Duplicate the following records line for line, without changing anything.

** Start DATA RECORDS **

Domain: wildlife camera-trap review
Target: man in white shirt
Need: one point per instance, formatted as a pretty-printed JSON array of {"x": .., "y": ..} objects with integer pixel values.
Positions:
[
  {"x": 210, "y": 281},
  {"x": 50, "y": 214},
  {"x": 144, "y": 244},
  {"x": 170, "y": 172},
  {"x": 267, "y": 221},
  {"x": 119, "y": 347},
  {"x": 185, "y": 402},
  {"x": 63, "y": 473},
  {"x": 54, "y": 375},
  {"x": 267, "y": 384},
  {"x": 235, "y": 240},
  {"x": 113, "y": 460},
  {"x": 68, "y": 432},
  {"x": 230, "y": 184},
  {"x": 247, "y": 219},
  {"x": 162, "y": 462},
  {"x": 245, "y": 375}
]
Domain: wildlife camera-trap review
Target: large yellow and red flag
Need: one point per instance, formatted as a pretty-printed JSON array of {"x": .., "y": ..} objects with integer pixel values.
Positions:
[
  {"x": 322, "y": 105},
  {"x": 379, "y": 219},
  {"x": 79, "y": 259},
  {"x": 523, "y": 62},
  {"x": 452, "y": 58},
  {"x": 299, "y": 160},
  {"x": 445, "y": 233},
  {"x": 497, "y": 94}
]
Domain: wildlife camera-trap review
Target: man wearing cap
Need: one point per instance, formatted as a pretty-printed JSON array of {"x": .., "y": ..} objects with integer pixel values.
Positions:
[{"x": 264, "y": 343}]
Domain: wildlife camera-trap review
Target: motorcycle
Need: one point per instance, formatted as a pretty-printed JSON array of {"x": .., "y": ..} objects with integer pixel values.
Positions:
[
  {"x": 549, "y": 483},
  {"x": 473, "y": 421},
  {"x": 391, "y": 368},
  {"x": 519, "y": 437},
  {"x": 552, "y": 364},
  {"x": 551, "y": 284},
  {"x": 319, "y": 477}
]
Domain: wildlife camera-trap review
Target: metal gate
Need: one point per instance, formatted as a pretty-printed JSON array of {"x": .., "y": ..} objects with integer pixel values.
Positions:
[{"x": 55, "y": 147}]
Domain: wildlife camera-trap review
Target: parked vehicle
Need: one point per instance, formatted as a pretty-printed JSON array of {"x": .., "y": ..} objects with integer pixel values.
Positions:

** End DATA RECORDS **

CORRECT OUTPUT:
Domain: wildlife camera-trap review
Target: man in white shirt
Need: one point per instance, formatted as a pretty-printed JSON array of {"x": .., "y": ..} objects with integer pixel values.
Positions:
[
  {"x": 210, "y": 281},
  {"x": 50, "y": 214},
  {"x": 144, "y": 244},
  {"x": 170, "y": 172},
  {"x": 267, "y": 221},
  {"x": 119, "y": 347},
  {"x": 185, "y": 402},
  {"x": 63, "y": 473},
  {"x": 54, "y": 375},
  {"x": 267, "y": 384},
  {"x": 235, "y": 240},
  {"x": 113, "y": 460},
  {"x": 68, "y": 432},
  {"x": 230, "y": 184},
  {"x": 247, "y": 219},
  {"x": 162, "y": 462},
  {"x": 245, "y": 375}
]
Domain: wildlife camera-trap review
Target: large yellow and red flag
Need: one point per instance, formatted as a pretty-printed JSON array of {"x": .., "y": ..} objects with integer pixel values.
Positions:
[
  {"x": 322, "y": 105},
  {"x": 379, "y": 219},
  {"x": 79, "y": 259},
  {"x": 523, "y": 62},
  {"x": 452, "y": 58},
  {"x": 299, "y": 160},
  {"x": 445, "y": 233},
  {"x": 497, "y": 94}
]
Domain: wildlife camera-trap review
Target: man wearing cap
Need: one point per instance, formatted as a pretty-printed JSON array of {"x": .., "y": ..} objects with integer pixel values.
Positions:
[{"x": 264, "y": 343}]
Domain: wildlife camera-trap review
Target: motorcycle
Need: one point per instance, formatted as a pretty-printed JSON array of {"x": .., "y": ..} objects with integer pixel values.
Positions:
[
  {"x": 549, "y": 483},
  {"x": 473, "y": 421},
  {"x": 391, "y": 368},
  {"x": 519, "y": 437},
  {"x": 552, "y": 364},
  {"x": 551, "y": 284},
  {"x": 319, "y": 477}
]
Domain: wildlife camera-trap review
Target: metal gate
Need: one point per instance, formatted as a pretty-printed JSON array of {"x": .., "y": ..} objects with integer pixel values.
Positions:
[{"x": 55, "y": 147}]
Domain: wildlife camera-trap review
Target: parked vehicle
Need: one point per instance, formatted as a pretty-printed JSON array of {"x": .., "y": ..} objects with integer pixel values.
Positions:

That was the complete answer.